● BRANO FORNITO
━━━━━━━━━━━━━━━━━━━━━━━━━━━━━━

Le strane circostanze che circondano il lavoro di Emergency
Qualche domanda a Gino Strada sul suo ruolo di testimone “scomodo”
E adesso, liberi i tre, liberi tutti. Liberi di porre le domande che era ingeneroso porre a Emergency e a noi stessi mentre i tre suoi uomini erano detenuti, e circondati da accuse pesanti. Liberi loro, e sollevati da sospetti che il semplice buonsenso, e il principio che la responsabilità penale è individuale, portavano a ritenere assurdi, liberi noi di rilevare senza maramaldeggiare alcune piccole circostanze scomode che circondano il lavoro di Emergency. L'organizzazione di Gino Strada è molto, molto italiana. Non esistono ong internazionali con la stessa vis polemica.

━━━━━━━━━━━━━━━━━━━━━━━━━━━━━━

● DATI GREZZI
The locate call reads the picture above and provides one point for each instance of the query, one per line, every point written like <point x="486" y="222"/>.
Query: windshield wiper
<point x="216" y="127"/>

━━━━━━━━━━━━━━━━━━━━━━━━━━━━━━

● PROBLEMA POSTO A
Ricopia dal brano su Emergency il tratto che va da "Le strane circostanze" fino a "stessa vis polemica.".
● PROBLEMA POSTO B
Nel brano su Emergency, quanti uomini dell'organizzazione erano detenuti?
I dati non hanno alcun legame con il brano.

● RISULTATO FINALE A
Le strane circostanze che circondano il lavoro di Emergency
Qualche domanda a Gino Strada sul suo ruolo di testimone “scomodo”
E adesso, liberi i tre, liberi tutti. Liberi di porre le domande che era ingeneroso porre a Emergency e a noi stessi mentre i tre suoi uomini erano detenuti, e circondati da accuse pesanti. Liberi loro, e sollevati da sospetti che il semplice buonsenso, e il principio che la responsabilità penale è individuale, portavano a ritenere assurdi, liberi noi di rilevare senza maramaldeggiare alcune piccole circostanze scomode che circondano il lavoro di Emergency. L'organizzazione di Gino Strada è molto, molto italiana. Non esistono ong internazionali con la stessa vis polemica.

● RISULTATO FINALE B
Tre.